__Wybrany fragment__
+++++
Łosiowisko

Czyli Bączek i Pączek na dalekiej pólnocy.

Moje zdjęcie
Nazwa:
Lokalizacja: Västerås, Västmanland, Sweden

poniedziałek, stycznia 29, 2007

Wszycy pytają mnie czemu właściwie chcę wyjechać...

Przychodzi mama Jasia do biura posrednictwa pracy, zeby synowi robote jakas
zalatwic:
- Pani, nie byloby dla Jasia jakies roboty, bo pije chlopak i pije....
- A co Jasiu potrafi?
- No murowac umie, podstawówke skończyl...
- A to mamy: murarz, 4000 na reke...
- Pani kochana! Toz przeciez Jasiu caly czas bedzie chodzil pijany, jak tyle pieniedzy zarobi...A za mniej cos nie ma?
- No jest jeszcze - pomocnik murarza, 3000 na reke....
- No, ale 3000 To przeciez bedzie pil i pil... A tak za 600-700 zlotych to cos by sie nie znalazlo?
- za 600-700...Hmmm... To by Jasio musial studia skończyc....
+++++
__Polecenie__
Kontynuuj wpis blogowy o chęci wyjazdu od miejsca, w którym się urywa. Dane pochodzą z innego źródła niż wpis blogowy.
+++++
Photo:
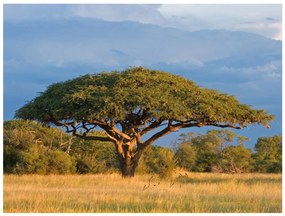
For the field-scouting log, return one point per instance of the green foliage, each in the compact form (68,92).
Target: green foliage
(216,151)
(160,160)
(94,156)
(268,155)
(236,159)
(116,95)
(186,156)
(30,147)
+++++
__Odpowiedź__
19 Comments:

Anonymous Anonimowy said...

idę się rozpić... i w międzyczasie zastanowię się czy ja jednak na pewno nie umiem murować...

11:53 AM  
Blogger jakuzz said...

no nareszcie na blogspotowym pokładzie. i od razu kubeł zimnej wody...pociesza mnie, że nie jestem jeszcze magistrem.

12:21 PM  
Anonymous Anonimowy said...

Jacuzzik:) Jak miło:D Ja się tylko zastanawiam dlaczego ja właściwie tego mgr robię? chyba żeby się wreszcie od ILS uwolnić;)

12:36 PM  
Anonymous Anonimowy said...

Śmiech przez łzy ...

3:30 PM  
Anonymous Anonimowy said...

kiepska ściema

8:20 PM  
Blogger Wilk'u said...

Jak to mówią - dziwny kraj: gdzie z kelnerką, kasjerką, budowlańcem czy dozorcą można dogadać się po angielsku, hiszpańsku niemiecku czy rosyjsku, a z ministrem i prezydentem porozumiewa się poprzez tłumacza... ale dowcip jest przedni:) A w Polsce zawsze możesz uczyć szwedzkiego:) ponoć coraz popularniejszy jest...w końcu trzeba jakieś wrażenie zrobić na pracodawcy...

9:11 PM  
Anonymous Anonimowy said...

W Polsce to też tylko wszyscy narzekać umieją. I wyjeżdżać. Bo tak najlatwiej DLA MNIE, żeby MI bylo dobrze...

9:57 PM  
Anonymous Anonimowy said...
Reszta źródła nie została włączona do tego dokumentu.